Source document below:

Another interesting aspect that can be captured by texture features is the involvement of white matter (WM) and gray matter (GM) in the ischemic lesion. Both GM and WM can be affected by ischemic stroke, as they need a constant supply of oxygen and glucose. However, the collateral circulation in WM is reduced compared to GM and the reduced blood supply makes WM highly vulnerable to ischemia, leading to more rapid and severe injuries [
35]. Damage in WM integrity has been shown to be related to cognitive deficits in stroke patients and worse post-stroke functional outcomes [
36]. More heterogeneous lesions are more likely to involve both GM and WM, indicating more severe injuries with fewer expectations of full functional recovery. Nonetheless, the lesions in patients with a favorable functional outcome were often smaller than those that did not achieve functional independence. Very large lesions are more likely to involve both GM and WM, resulting in a more heterogeneous areas, while very small lesions are often localized in GM or WM only. Therefore, heterogeneity indirectly takes into account follow-up lesion volume, which is known to be a useful prognostic factor [
37]. Despite this, when the size of the lesion is comparable (e.g., L2, L3 in
Figure 8), the involvement of both GM and WM still results in higher values of heterogeneity, indicating a higher risk of poor long-term functional outcome.
At present, most of the available radiomic evidence regarding stroke is derived from single-center studies, often leading to unstable and unreproducible association of radiomic features with clinical events due to selection bias [
16]. This multi-center study suggests that functional outcome prediction using a combination of imaging and clinical characteristics leads to accurate results taking into account all the parameters routinely available up to 24 h. Moreover, we show that lesion heterogeneity measured from DWI and T2-FLAIR in terms of radiomic features can serve as a biomarker for poor clinical outcome. An accurate prognosis in the subacute stage is highly relevant for patients who ultimately have a poor outcome, as it enables early planning of care adapted to their needs [
38]. Radiomics potential in stroke research has not been fully exploited yet, mostly due to the difficulty of collecting multi-center and large-scale imaging data. Nonetheless, the identification of stable imaging biomarkers would help to better understand the complex pathophysiological cascade involved in lesion formation and evolution after an AIS, optimize secondary prevention strategies, and facilitate the development of personalized precision medicine in post-stroke patients [
16].

End of Source document.
Raw data below:

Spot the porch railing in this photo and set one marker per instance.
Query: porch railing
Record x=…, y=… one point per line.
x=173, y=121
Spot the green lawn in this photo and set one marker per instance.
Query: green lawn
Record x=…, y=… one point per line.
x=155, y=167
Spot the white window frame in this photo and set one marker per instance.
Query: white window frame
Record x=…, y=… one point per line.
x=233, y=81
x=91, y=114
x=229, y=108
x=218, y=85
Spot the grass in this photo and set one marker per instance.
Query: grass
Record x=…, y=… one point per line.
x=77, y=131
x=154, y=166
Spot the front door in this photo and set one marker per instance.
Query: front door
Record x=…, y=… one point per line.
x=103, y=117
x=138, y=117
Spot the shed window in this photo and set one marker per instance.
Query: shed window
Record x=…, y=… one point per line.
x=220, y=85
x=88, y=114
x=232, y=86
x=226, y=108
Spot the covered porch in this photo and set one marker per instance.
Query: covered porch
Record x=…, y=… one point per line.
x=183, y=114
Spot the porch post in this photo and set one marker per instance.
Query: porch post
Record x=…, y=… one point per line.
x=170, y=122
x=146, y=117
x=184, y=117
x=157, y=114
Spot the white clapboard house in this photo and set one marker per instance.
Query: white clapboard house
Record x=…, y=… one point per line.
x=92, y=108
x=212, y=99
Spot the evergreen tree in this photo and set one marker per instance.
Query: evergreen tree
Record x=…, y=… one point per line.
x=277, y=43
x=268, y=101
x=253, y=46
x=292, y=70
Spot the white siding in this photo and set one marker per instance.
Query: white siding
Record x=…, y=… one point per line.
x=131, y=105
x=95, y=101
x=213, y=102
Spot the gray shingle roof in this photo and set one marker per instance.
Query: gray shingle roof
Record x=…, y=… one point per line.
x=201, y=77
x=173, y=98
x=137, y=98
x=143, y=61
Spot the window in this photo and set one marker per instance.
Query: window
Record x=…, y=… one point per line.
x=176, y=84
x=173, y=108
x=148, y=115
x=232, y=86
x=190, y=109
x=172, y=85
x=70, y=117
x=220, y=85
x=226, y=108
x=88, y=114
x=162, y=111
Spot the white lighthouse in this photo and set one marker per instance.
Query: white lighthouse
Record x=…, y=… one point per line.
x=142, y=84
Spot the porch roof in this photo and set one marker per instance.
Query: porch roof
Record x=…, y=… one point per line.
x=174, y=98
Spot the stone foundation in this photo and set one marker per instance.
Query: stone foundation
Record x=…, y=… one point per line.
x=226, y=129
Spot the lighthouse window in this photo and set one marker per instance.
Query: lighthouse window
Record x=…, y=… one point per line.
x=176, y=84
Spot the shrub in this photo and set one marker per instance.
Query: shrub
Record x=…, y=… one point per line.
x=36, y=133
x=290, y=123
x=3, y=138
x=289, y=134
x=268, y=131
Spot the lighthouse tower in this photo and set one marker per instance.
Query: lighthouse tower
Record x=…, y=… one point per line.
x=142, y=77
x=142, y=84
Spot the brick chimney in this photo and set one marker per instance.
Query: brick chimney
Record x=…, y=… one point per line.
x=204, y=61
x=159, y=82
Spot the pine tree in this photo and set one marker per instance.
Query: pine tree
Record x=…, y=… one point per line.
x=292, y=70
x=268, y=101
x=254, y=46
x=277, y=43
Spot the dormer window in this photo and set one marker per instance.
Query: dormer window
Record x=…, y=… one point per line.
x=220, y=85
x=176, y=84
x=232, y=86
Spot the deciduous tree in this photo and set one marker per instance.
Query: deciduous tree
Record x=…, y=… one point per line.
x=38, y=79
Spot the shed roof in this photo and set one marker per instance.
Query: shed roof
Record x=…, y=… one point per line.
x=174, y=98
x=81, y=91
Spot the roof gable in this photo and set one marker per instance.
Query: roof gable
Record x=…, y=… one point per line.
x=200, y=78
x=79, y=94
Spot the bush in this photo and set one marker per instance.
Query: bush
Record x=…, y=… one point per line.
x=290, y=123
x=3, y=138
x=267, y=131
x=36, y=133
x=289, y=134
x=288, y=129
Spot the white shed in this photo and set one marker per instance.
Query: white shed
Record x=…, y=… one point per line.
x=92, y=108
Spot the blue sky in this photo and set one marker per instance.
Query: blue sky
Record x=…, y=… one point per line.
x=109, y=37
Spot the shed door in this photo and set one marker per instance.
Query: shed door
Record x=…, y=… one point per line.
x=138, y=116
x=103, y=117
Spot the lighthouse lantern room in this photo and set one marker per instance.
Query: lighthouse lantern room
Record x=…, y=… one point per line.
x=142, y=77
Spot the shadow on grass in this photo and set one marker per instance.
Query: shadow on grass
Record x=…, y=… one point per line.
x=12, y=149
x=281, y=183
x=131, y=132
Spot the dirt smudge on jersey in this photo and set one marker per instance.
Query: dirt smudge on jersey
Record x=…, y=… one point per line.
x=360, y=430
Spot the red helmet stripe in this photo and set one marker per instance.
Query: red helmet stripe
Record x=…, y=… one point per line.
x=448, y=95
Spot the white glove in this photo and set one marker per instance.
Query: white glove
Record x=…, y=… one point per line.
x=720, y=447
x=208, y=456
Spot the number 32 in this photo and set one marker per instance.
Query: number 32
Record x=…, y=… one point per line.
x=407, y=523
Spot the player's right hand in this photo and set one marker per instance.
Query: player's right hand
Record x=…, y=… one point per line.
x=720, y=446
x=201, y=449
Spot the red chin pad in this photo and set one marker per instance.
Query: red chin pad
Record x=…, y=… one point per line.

End of Raw data.

§ Apply what you read
• A. Answer from the stroke imaging text:
(i) According to the text, what makes white matter highly vulnerable to ischemia?
(ii) Where are very small lesions often found?
(iii) What kind of studies does most of the available radiomic evidence on stroke come from?
• B. Extend the stroke imaging text, picking up after its last sentence.
The material plays no part in these tasks.

§ Exercise responses
• A.
(i) Its collateral circulation is reduced compared to gray matter, and this reduced blood supply makes it highly vulnerable.
(ii) In gray matter or white matter only.
(iii) Single-center studies.

• B.
This study has a few limitations. Our results are not directly generalizable to patients not compliant to the MR CLEAN-NO IV inclusion criteria. Therefore, future studies assessing the impact of the identified predictors for stroke patients with minor vessel occlusions or posterior circulation occlusions are needed. Moreover, we showed that 24-h radiomic features, if used on top of clinical characteristics, have the potential to improve long-term prognosis prediction. However, in our study the differences are small. This is most likely due to the relatively small size of the analyzed sample. Future works including a larger population could probably lead to increased statistical significance and model performance. Furthermore, with a larger sample size it would be interesting to try end-to-end DL approaches comparing the predictive power and interpretability of radiomic and automatically extracted features. Research in this field is in its early stages; studies on larger populations are needed to further assess the scalability and robustness of the proposed method and the identified biomarkers, which is essential before considering its use in the clinical practice. Finally, we only considered mRS score as long-term functional outcome, as it is the most used indicator in clinical practice; however different scores better reflecting the psychological and emotional status of the patient could be used as endpoints, possibly leading to a better understanding of the disease mechanisms.